#### Document ####

All of lore.kernel.org
 help / color / mirror / Atom feed
From: Mika Kuoppala <mika.kuoppala@linux.intel.com>
To: Chris Wilson <chris@chris-wilson.co.uk>, intel-gfx@lists.freedesktop.org
Subject: Re: [PATCH v4] drm/i915: Restore context and pd for	ringbuffer submission after reset
Date: Tue, 07 Feb 2017 17:54:10 +0200	[thread overview]
Message-ID: <877f52ro7x.fsf@gaia.fi.intel.com> (raw)
In-Reply-To: <20170207152437.4252-1-chris@chris-wilson.co.uk>

Chris Wilson <chris@chris-wilson.co.uk> writes:

> Following a reset, the context and page directory registers are lost.
> However, the queue of requests that we resubmit after the reset may
> depend upon them - the registers are restored from a context image, but
> that restore may be inhibited and may simply be absent from the request
> if it was in the middle of a sequence using the same context. If we
> prime the CCID/PD registers with the first request in the queue (even
> for the hung request), we prevent invalid memory access for the
> following requests (and continually hung engines).
>
> v2: Magic BIT(8), reserved for future use but still appears unused.
> v3: Some commentary on handling innocent vs guilty requests
> v4: Add a wait for PD_BASE fetch. The reload appears to be instant on my
> Ivybridge, but this bit probably exists for a reason.
>
> Fixes: 821ed7df6e2a ("drm/i915: Update reset path to fix incomplete requests")
> Signed-off-by: Chris Wilson <chris@chris-wilson.co.uk>
> Cc: Tvrtko Ursulin <tvrtko.ursulin@intel.com>
> Cc: Mika Kuoppala <mika.kuoppala@intel.com>

Reviewed-by: Mika Kuoppala <mika.kuoppala@intel.com>

> ---
>  drivers/gpu/drm/i915/i915_gem.c         | 18 ++++------
>  drivers/gpu/drm/i915/i915_reg.h         |  6 ++--
>  drivers/gpu/drm/i915/intel_lrc.c        | 16 ++++++++-
>  drivers/gpu/drm/i915/intel_ringbuffer.c | 58 +++++++++++++++++++++++++++++++--
>  4 files changed, 81 insertions(+), 17 deletions(-)
>
> diff --git a/drivers/gpu/drm/i915/i915_gem.c b/drivers/gpu/drm/i915/i915_gem.c
> index 8a510c7f6828..b7632bbbafd8 100644
> --- a/drivers/gpu/drm/i915/i915_gem.c
> +++ b/drivers/gpu/drm/i915/i915_gem.c
> @@ -2743,21 +2743,17 @@ static void i915_gem_reset_engine(struct intel_engine_cs *engine)

#### Information shown ####

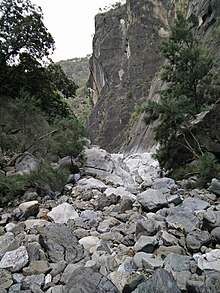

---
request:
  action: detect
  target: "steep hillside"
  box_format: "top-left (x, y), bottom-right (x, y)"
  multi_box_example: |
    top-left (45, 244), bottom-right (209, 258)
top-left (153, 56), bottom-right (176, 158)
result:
top-left (88, 0), bottom-right (220, 152)
top-left (57, 55), bottom-right (92, 122)
top-left (88, 0), bottom-right (174, 151)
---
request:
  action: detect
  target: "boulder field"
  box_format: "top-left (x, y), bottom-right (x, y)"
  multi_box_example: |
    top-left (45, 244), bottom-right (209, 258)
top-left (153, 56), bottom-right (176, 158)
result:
top-left (0, 147), bottom-right (220, 293)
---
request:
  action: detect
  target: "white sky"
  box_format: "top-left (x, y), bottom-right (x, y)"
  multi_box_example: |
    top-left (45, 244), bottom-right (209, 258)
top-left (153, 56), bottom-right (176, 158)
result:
top-left (31, 0), bottom-right (122, 61)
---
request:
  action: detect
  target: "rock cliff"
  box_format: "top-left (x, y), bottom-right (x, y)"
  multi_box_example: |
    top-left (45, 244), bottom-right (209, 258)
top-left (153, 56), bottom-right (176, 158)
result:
top-left (88, 0), bottom-right (220, 153)
top-left (88, 0), bottom-right (173, 151)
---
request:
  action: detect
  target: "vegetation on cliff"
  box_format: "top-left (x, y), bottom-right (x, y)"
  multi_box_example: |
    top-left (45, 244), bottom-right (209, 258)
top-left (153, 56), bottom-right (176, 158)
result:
top-left (145, 12), bottom-right (219, 185)
top-left (0, 0), bottom-right (86, 195)
top-left (56, 55), bottom-right (92, 123)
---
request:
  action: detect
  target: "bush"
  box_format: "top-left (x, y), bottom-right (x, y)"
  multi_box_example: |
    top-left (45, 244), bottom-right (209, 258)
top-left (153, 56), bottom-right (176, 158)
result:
top-left (171, 153), bottom-right (220, 188)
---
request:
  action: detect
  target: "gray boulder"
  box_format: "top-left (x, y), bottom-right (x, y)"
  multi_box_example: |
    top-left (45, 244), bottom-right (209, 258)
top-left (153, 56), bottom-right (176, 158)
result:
top-left (137, 189), bottom-right (168, 212)
top-left (208, 178), bottom-right (220, 195)
top-left (64, 267), bottom-right (119, 293)
top-left (132, 269), bottom-right (181, 293)
top-left (186, 229), bottom-right (211, 252)
top-left (39, 223), bottom-right (84, 263)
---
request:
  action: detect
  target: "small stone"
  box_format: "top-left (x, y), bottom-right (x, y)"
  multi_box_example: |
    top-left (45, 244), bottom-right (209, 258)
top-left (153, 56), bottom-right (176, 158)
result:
top-left (0, 246), bottom-right (29, 272)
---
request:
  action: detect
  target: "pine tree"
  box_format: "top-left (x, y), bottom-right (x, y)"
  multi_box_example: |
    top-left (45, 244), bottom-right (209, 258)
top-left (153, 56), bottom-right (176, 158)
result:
top-left (145, 12), bottom-right (217, 170)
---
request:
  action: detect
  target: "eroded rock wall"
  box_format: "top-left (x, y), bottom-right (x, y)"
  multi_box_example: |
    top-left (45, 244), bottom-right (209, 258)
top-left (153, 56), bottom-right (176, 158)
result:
top-left (88, 0), bottom-right (173, 151)
top-left (88, 0), bottom-right (220, 153)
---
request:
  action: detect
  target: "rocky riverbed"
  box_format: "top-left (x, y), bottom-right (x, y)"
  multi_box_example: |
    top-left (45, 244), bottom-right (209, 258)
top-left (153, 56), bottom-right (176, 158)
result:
top-left (0, 147), bottom-right (220, 293)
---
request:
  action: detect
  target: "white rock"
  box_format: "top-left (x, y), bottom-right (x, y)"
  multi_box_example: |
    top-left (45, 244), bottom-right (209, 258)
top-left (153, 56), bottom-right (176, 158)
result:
top-left (47, 202), bottom-right (79, 224)
top-left (193, 249), bottom-right (220, 272)
top-left (77, 178), bottom-right (107, 190)
top-left (79, 236), bottom-right (101, 253)
top-left (0, 246), bottom-right (29, 272)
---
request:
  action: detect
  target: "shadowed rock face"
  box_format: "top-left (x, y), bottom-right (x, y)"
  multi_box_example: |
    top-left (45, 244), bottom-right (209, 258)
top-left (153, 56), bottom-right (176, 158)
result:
top-left (88, 0), bottom-right (220, 153)
top-left (88, 0), bottom-right (173, 151)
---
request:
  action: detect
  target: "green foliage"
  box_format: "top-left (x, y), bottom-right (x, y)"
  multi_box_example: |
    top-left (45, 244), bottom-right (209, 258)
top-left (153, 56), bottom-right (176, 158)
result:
top-left (0, 0), bottom-right (86, 202)
top-left (126, 91), bottom-right (133, 100)
top-left (25, 162), bottom-right (69, 194)
top-left (0, 161), bottom-right (69, 203)
top-left (0, 0), bottom-right (54, 65)
top-left (144, 12), bottom-right (219, 171)
top-left (171, 153), bottom-right (220, 188)
top-left (47, 63), bottom-right (78, 98)
top-left (48, 118), bottom-right (87, 158)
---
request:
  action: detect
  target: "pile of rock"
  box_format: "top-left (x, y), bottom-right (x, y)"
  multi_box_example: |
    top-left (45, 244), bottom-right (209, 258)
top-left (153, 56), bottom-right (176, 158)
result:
top-left (0, 148), bottom-right (220, 293)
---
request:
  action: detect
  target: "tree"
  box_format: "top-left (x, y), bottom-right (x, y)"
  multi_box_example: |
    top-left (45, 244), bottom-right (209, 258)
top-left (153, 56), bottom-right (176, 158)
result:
top-left (145, 12), bottom-right (217, 171)
top-left (0, 0), bottom-right (54, 66)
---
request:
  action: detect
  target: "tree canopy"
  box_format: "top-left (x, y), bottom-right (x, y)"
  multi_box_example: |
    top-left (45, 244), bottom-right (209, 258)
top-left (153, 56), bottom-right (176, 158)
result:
top-left (0, 0), bottom-right (55, 65)
top-left (145, 12), bottom-right (218, 185)
top-left (0, 0), bottom-right (86, 198)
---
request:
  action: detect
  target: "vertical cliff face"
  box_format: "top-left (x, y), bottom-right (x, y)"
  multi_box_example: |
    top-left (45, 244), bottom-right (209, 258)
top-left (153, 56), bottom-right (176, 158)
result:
top-left (88, 0), bottom-right (174, 151)
top-left (88, 0), bottom-right (220, 153)
top-left (121, 0), bottom-right (220, 157)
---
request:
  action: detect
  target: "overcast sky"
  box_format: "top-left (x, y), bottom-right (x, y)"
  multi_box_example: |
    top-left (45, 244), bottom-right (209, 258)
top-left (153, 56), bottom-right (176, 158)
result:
top-left (32, 0), bottom-right (122, 61)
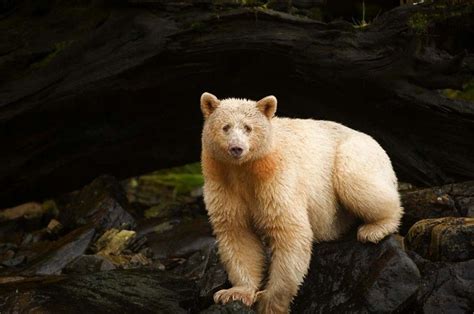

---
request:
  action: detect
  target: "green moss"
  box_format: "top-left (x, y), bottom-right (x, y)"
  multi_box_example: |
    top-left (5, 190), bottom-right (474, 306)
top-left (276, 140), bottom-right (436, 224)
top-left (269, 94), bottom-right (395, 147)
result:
top-left (441, 78), bottom-right (474, 103)
top-left (408, 13), bottom-right (430, 34)
top-left (140, 163), bottom-right (204, 194)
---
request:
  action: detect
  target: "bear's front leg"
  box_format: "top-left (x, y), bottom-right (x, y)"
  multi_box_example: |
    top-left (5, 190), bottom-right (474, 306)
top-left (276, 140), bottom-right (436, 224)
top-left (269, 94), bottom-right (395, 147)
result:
top-left (206, 188), bottom-right (265, 306)
top-left (258, 214), bottom-right (313, 314)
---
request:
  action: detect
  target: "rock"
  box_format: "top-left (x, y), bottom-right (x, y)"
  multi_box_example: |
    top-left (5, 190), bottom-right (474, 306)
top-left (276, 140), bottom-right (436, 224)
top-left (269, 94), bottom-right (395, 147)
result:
top-left (400, 181), bottom-right (474, 234)
top-left (0, 0), bottom-right (474, 206)
top-left (94, 229), bottom-right (136, 255)
top-left (200, 301), bottom-right (256, 314)
top-left (172, 242), bottom-right (230, 305)
top-left (409, 252), bottom-right (474, 314)
top-left (63, 255), bottom-right (116, 274)
top-left (292, 235), bottom-right (420, 313)
top-left (141, 216), bottom-right (215, 259)
top-left (20, 226), bottom-right (95, 276)
top-left (0, 269), bottom-right (196, 314)
top-left (2, 254), bottom-right (26, 267)
top-left (405, 217), bottom-right (474, 262)
top-left (59, 176), bottom-right (136, 234)
top-left (0, 202), bottom-right (45, 221)
top-left (93, 229), bottom-right (152, 269)
top-left (291, 0), bottom-right (326, 9)
top-left (46, 219), bottom-right (63, 235)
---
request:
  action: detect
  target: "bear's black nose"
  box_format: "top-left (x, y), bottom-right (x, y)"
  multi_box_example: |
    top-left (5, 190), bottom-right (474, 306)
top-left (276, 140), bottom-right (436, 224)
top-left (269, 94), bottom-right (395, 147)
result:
top-left (229, 146), bottom-right (244, 157)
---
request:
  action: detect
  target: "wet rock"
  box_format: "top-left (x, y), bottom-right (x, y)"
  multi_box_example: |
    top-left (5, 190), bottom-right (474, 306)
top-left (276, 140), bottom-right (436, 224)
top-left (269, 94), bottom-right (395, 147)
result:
top-left (172, 242), bottom-right (230, 306)
top-left (409, 252), bottom-right (474, 314)
top-left (141, 216), bottom-right (215, 259)
top-left (46, 219), bottom-right (63, 235)
top-left (59, 176), bottom-right (136, 231)
top-left (201, 301), bottom-right (256, 314)
top-left (63, 255), bottom-right (116, 274)
top-left (2, 251), bottom-right (26, 267)
top-left (400, 181), bottom-right (474, 234)
top-left (291, 0), bottom-right (326, 9)
top-left (292, 235), bottom-right (420, 313)
top-left (21, 226), bottom-right (95, 276)
top-left (93, 229), bottom-right (152, 269)
top-left (94, 229), bottom-right (136, 255)
top-left (0, 202), bottom-right (44, 221)
top-left (405, 217), bottom-right (474, 262)
top-left (0, 269), bottom-right (195, 314)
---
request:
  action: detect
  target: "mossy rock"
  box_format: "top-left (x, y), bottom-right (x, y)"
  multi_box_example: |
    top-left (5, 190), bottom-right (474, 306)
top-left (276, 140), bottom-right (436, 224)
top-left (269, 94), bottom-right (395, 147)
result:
top-left (405, 217), bottom-right (474, 262)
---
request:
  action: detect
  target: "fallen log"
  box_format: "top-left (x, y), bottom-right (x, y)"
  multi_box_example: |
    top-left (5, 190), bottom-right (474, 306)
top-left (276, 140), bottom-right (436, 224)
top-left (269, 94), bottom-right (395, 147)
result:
top-left (0, 1), bottom-right (474, 207)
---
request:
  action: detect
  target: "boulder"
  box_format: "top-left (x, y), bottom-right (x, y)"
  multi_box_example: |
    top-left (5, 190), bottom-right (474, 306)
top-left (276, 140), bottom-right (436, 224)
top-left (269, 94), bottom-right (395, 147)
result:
top-left (20, 226), bottom-right (95, 276)
top-left (0, 0), bottom-right (474, 207)
top-left (200, 301), bottom-right (256, 314)
top-left (0, 269), bottom-right (195, 314)
top-left (408, 252), bottom-right (474, 314)
top-left (292, 235), bottom-right (420, 313)
top-left (405, 217), bottom-right (474, 262)
top-left (400, 181), bottom-right (474, 234)
top-left (59, 176), bottom-right (136, 233)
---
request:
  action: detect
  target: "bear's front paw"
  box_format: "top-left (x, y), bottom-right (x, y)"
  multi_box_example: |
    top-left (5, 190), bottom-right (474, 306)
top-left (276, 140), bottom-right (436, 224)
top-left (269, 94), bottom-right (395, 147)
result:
top-left (214, 287), bottom-right (256, 306)
top-left (257, 291), bottom-right (290, 314)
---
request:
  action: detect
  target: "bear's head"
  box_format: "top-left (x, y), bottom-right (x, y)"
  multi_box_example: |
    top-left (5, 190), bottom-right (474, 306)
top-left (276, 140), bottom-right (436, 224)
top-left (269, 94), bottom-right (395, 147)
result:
top-left (201, 93), bottom-right (277, 164)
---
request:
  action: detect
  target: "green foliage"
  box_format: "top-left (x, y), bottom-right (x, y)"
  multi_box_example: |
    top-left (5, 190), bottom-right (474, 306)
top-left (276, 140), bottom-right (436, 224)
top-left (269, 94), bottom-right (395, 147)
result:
top-left (139, 163), bottom-right (204, 194)
top-left (408, 13), bottom-right (430, 34)
top-left (352, 1), bottom-right (370, 28)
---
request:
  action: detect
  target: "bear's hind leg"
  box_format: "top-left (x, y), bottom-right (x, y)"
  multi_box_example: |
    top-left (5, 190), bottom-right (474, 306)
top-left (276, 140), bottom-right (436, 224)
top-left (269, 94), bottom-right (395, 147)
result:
top-left (334, 136), bottom-right (403, 243)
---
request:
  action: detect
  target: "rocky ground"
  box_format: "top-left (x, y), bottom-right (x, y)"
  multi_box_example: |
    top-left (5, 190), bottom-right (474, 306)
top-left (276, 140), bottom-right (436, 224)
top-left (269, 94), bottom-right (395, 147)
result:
top-left (0, 169), bottom-right (474, 313)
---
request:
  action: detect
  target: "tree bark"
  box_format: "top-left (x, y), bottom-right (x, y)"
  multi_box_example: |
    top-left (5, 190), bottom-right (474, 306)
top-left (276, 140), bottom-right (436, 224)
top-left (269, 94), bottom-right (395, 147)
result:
top-left (0, 1), bottom-right (474, 207)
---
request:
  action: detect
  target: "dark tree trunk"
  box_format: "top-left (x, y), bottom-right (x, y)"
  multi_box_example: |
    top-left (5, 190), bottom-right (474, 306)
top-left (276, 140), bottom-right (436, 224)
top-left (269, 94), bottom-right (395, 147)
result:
top-left (0, 1), bottom-right (474, 207)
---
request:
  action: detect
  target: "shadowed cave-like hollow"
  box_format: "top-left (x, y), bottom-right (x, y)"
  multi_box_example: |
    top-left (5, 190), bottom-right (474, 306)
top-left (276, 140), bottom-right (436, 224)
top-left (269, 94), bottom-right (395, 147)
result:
top-left (0, 0), bottom-right (474, 206)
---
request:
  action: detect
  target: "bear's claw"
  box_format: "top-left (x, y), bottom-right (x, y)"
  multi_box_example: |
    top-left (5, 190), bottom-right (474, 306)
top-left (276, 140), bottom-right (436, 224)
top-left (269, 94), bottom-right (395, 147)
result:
top-left (214, 287), bottom-right (256, 306)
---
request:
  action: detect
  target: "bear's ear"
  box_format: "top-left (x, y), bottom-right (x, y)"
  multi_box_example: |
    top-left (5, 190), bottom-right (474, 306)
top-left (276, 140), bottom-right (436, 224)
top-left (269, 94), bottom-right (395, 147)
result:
top-left (257, 96), bottom-right (277, 119)
top-left (201, 93), bottom-right (221, 119)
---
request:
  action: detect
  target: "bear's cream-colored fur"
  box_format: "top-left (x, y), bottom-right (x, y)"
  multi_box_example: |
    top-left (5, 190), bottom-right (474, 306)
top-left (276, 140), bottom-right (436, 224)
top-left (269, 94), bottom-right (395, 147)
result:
top-left (201, 93), bottom-right (403, 313)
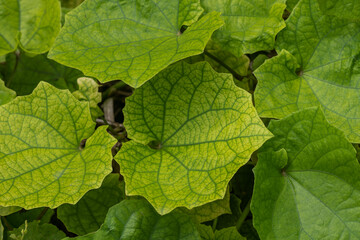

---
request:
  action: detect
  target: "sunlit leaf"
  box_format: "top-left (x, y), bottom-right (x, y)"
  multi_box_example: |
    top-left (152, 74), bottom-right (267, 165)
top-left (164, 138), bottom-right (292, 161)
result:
top-left (115, 62), bottom-right (272, 214)
top-left (251, 108), bottom-right (360, 240)
top-left (49, 0), bottom-right (223, 87)
top-left (0, 82), bottom-right (116, 209)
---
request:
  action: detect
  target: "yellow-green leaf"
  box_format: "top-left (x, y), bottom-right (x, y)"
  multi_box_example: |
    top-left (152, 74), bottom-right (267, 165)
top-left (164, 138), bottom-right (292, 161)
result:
top-left (116, 62), bottom-right (272, 214)
top-left (255, 0), bottom-right (360, 143)
top-left (73, 77), bottom-right (104, 119)
top-left (0, 0), bottom-right (61, 56)
top-left (0, 82), bottom-right (116, 209)
top-left (0, 79), bottom-right (16, 105)
top-left (201, 0), bottom-right (286, 57)
top-left (49, 0), bottom-right (223, 87)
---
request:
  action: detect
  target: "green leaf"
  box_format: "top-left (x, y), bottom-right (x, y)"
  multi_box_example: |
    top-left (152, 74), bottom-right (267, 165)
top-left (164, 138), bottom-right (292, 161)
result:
top-left (6, 208), bottom-right (55, 228)
top-left (64, 200), bottom-right (200, 240)
top-left (0, 82), bottom-right (116, 209)
top-left (205, 41), bottom-right (250, 76)
top-left (0, 79), bottom-right (16, 105)
top-left (0, 220), bottom-right (4, 240)
top-left (115, 62), bottom-right (272, 214)
top-left (178, 190), bottom-right (231, 223)
top-left (251, 108), bottom-right (360, 240)
top-left (49, 0), bottom-right (223, 87)
top-left (215, 227), bottom-right (246, 240)
top-left (57, 174), bottom-right (125, 235)
top-left (0, 206), bottom-right (21, 216)
top-left (255, 0), bottom-right (360, 142)
top-left (4, 54), bottom-right (84, 95)
top-left (73, 77), bottom-right (104, 120)
top-left (201, 0), bottom-right (286, 57)
top-left (318, 0), bottom-right (360, 21)
top-left (198, 224), bottom-right (246, 240)
top-left (216, 194), bottom-right (242, 229)
top-left (197, 224), bottom-right (215, 240)
top-left (0, 0), bottom-right (61, 56)
top-left (9, 221), bottom-right (66, 240)
top-left (286, 0), bottom-right (299, 12)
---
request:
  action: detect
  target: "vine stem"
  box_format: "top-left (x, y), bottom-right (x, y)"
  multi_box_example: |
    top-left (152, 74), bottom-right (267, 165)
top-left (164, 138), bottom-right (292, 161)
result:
top-left (236, 199), bottom-right (251, 231)
top-left (204, 50), bottom-right (242, 80)
top-left (212, 218), bottom-right (218, 231)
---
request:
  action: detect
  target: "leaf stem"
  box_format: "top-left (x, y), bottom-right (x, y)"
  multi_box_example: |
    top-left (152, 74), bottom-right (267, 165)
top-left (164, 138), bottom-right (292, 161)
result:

####

To do:
[a] In the patch email, translate the sentence "Following a reset, the context and page directory registers are lost." into Spanish.
[b] Count the lines of the listing that contain the word "face" and give only the number.

Answers:
[a] Tras un reinicio, se pierden los registros de contexto y de directorio de páginas.

[b] 2